> **EXERCISE INSTRUCTIONS**
Copy out the listing in full, exactly as written, but not its pictures.

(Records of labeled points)
>> BEGIN
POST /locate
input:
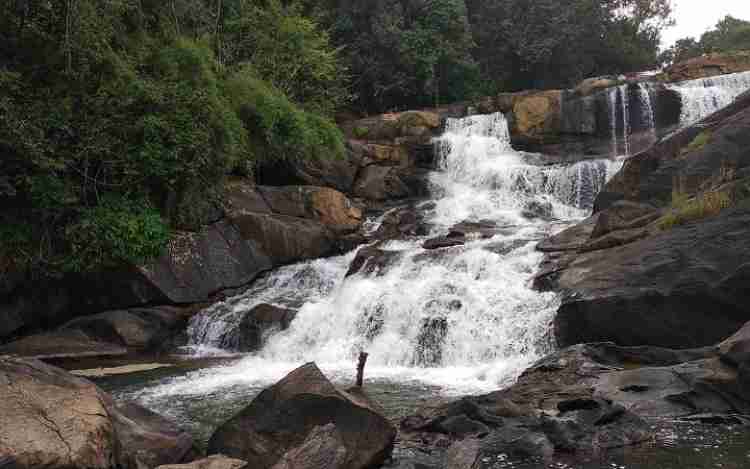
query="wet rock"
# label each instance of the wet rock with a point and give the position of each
(285, 239)
(537, 115)
(624, 215)
(670, 289)
(381, 183)
(403, 223)
(592, 85)
(442, 242)
(371, 260)
(324, 448)
(337, 173)
(582, 401)
(431, 340)
(298, 416)
(139, 328)
(257, 323)
(53, 419)
(328, 206)
(242, 194)
(709, 65)
(537, 209)
(61, 344)
(197, 266)
(484, 229)
(211, 462)
(146, 439)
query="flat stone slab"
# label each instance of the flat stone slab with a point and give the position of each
(61, 344)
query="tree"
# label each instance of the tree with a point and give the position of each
(729, 34)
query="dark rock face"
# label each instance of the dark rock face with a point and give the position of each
(652, 176)
(627, 280)
(371, 260)
(671, 289)
(305, 420)
(61, 344)
(582, 401)
(444, 242)
(53, 419)
(211, 462)
(258, 322)
(286, 239)
(138, 329)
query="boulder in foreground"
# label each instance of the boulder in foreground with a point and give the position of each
(303, 422)
(54, 420)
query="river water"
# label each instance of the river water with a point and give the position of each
(437, 324)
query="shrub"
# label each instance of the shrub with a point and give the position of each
(684, 210)
(278, 129)
(118, 230)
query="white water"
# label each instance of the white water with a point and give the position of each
(647, 108)
(464, 319)
(703, 97)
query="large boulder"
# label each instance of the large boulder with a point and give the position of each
(628, 276)
(329, 206)
(304, 418)
(61, 344)
(212, 462)
(537, 115)
(52, 419)
(581, 402)
(285, 239)
(136, 329)
(257, 323)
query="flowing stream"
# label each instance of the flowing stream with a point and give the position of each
(436, 323)
(704, 96)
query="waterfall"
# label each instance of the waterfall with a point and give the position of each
(618, 102)
(647, 108)
(464, 317)
(625, 99)
(704, 96)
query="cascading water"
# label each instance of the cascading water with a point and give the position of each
(618, 101)
(647, 108)
(463, 319)
(704, 96)
(625, 100)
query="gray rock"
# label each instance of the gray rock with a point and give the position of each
(289, 422)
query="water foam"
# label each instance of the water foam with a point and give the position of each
(464, 319)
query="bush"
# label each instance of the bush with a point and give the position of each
(684, 210)
(278, 129)
(118, 230)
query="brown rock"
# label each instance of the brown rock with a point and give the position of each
(54, 420)
(211, 462)
(328, 206)
(590, 86)
(538, 114)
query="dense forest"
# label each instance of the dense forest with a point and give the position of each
(730, 34)
(120, 118)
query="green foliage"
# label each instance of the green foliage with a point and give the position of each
(118, 230)
(729, 35)
(116, 123)
(685, 210)
(278, 128)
>> END
> **SOLUTION TO THIS PROBLEM**
POST /locate
input:
query="wet rock"
# label each instance of the wet rock with a point and give the position of each
(285, 239)
(537, 115)
(624, 215)
(670, 289)
(381, 183)
(403, 223)
(592, 85)
(442, 242)
(371, 260)
(324, 448)
(337, 173)
(582, 401)
(431, 340)
(298, 416)
(139, 328)
(257, 323)
(53, 419)
(328, 206)
(242, 194)
(709, 65)
(537, 209)
(61, 344)
(197, 266)
(484, 229)
(211, 462)
(146, 439)
query="flat stone slab"
# label each instance of the flat stone slab with a point and give the position of each
(61, 344)
query="tree"
# label each instance of the tree with a point and give the position of each
(729, 34)
query="dark rock face"
# label each instance of the dark rock face with a point and give the position of each
(652, 176)
(627, 280)
(371, 260)
(671, 289)
(305, 420)
(61, 344)
(582, 401)
(444, 242)
(53, 419)
(211, 462)
(258, 322)
(286, 239)
(138, 329)
query="boulder in foreground"
# label each instance of the boulder in foreground with a point and give the position of each
(303, 422)
(54, 420)
query="river water"
# label each instance of the river water with a point and give the position of each
(437, 324)
query="shrub"
# label each instance of the shrub with a point and give the position of each
(684, 210)
(278, 129)
(118, 230)
query="white water"
# label each instance of the white water with a point and give the position of each
(647, 108)
(464, 319)
(703, 97)
query="large boulder"
# label each instance of the large boulder with a point and give the position of each
(628, 276)
(329, 206)
(304, 418)
(61, 344)
(212, 462)
(537, 115)
(52, 419)
(581, 402)
(285, 239)
(136, 329)
(257, 323)
query="flowing stream"
# label each instance of the flowing stream with a point and give the position of each
(436, 323)
(704, 96)
query="waterfall"
# label each instance of the waterfall with a point and give the position of each
(618, 102)
(647, 108)
(464, 317)
(625, 99)
(704, 96)
query="cascading water"
# label each instance of the cascading water with a point and give the position of each
(618, 101)
(647, 108)
(463, 319)
(704, 96)
(625, 100)
query="gray rock"
# label each instance of the gray rock with a point and give the position of each
(289, 422)
query="water foam"
# label each instance of the water foam with a point and give the position of each
(464, 319)
query="bush"
# label each instance of the bush with a point and give the position of each
(684, 210)
(278, 129)
(118, 230)
query="brown rock"
# label each instance of the brown rock with a point and give the position of each
(54, 420)
(211, 462)
(328, 206)
(590, 86)
(538, 114)
query="dense forest"
# label each instance of the dense forest with a point and give the position of each
(730, 34)
(120, 118)
query="green foliage"
# label each instance of the green foliage with a point and give the position of each
(118, 230)
(729, 35)
(116, 123)
(685, 210)
(278, 128)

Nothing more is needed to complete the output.